Please report every line below that contains the string "costume", copying each such line in full. Case counts.

▬▬▬▬▬▬

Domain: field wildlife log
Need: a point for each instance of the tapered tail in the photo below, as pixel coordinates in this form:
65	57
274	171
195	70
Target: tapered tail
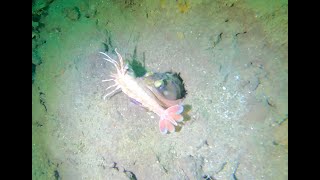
169	119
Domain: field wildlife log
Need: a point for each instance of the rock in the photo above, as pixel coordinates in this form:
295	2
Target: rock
72	13
36	59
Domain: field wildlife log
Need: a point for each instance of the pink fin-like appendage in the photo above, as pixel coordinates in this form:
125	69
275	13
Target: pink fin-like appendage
169	119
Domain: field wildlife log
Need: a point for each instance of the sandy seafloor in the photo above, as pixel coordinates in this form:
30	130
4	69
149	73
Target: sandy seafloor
232	56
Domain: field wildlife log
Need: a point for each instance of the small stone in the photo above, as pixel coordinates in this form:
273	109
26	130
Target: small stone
73	13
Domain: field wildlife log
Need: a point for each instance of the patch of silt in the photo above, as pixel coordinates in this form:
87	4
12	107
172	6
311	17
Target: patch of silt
228	76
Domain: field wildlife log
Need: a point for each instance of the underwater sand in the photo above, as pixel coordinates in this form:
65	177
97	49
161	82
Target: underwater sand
232	56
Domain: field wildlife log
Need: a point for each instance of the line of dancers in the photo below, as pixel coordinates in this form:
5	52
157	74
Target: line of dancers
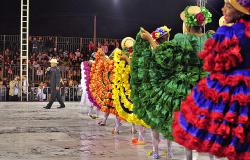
194	89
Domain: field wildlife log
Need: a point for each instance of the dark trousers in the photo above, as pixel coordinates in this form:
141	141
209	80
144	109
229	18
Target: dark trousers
14	98
55	95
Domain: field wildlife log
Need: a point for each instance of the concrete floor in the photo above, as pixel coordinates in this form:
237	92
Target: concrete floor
29	132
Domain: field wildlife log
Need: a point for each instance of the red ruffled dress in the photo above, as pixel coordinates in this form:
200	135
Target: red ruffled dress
214	118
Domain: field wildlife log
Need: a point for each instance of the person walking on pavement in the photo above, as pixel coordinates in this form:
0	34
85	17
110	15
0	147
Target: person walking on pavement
54	75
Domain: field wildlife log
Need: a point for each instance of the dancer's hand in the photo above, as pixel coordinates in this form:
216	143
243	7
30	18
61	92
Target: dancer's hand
48	69
144	34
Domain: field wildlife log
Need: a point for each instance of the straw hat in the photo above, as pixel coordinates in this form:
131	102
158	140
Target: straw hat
127	42
196	16
241	5
191	10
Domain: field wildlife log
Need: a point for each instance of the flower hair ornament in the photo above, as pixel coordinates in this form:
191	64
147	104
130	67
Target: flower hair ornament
196	16
161	31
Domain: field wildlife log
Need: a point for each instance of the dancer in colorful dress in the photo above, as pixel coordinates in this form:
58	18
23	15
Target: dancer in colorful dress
86	99
214	118
121	88
173	69
100	85
140	68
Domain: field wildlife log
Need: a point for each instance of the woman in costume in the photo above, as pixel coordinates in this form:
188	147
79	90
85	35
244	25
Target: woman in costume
102	73
121	88
173	68
140	67
87	99
214	118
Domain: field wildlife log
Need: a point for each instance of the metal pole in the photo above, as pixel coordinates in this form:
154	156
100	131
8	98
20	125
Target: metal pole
94	38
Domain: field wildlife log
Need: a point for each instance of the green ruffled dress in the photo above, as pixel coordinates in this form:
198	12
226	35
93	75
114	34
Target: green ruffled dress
161	78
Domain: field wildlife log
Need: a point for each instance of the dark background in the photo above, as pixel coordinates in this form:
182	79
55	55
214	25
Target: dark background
115	18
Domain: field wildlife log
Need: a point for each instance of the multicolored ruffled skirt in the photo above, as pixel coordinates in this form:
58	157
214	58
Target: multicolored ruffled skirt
214	118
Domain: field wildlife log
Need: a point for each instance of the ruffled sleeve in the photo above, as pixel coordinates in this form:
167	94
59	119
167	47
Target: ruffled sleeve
222	51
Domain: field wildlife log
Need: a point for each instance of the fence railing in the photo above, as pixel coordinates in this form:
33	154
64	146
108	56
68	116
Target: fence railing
37	74
43	94
70	44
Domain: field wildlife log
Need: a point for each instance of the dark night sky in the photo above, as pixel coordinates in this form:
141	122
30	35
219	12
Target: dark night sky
115	18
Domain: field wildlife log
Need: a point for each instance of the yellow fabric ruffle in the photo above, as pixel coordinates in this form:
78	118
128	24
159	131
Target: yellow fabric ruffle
121	90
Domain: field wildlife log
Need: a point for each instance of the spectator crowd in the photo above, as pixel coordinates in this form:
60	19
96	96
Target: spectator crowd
40	52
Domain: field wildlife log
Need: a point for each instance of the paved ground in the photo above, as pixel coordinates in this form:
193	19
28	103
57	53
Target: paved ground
29	132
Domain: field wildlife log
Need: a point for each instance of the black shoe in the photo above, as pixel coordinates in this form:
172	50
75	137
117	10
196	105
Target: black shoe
46	107
61	107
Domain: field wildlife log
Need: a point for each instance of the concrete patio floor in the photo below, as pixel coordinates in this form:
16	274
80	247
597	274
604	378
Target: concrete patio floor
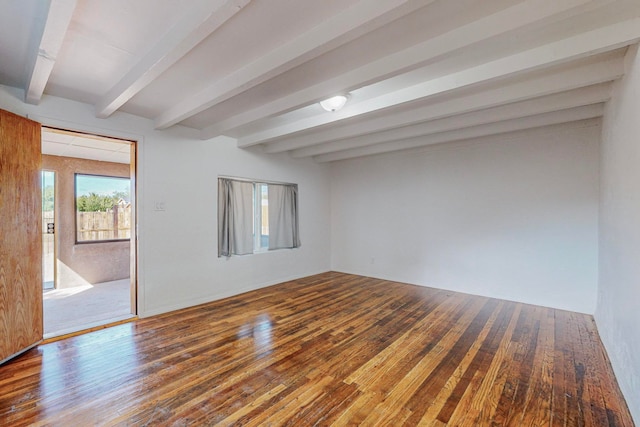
81	307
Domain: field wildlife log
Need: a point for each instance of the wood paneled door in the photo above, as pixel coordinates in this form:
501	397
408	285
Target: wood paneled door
20	231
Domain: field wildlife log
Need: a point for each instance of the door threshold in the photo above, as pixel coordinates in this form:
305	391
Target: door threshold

▬▬▬▬▬▬

» **Complete response**
Need: a point for each instance of the woman in costume in the photo above, as pixel coordinates in this form:
Target: woman in costume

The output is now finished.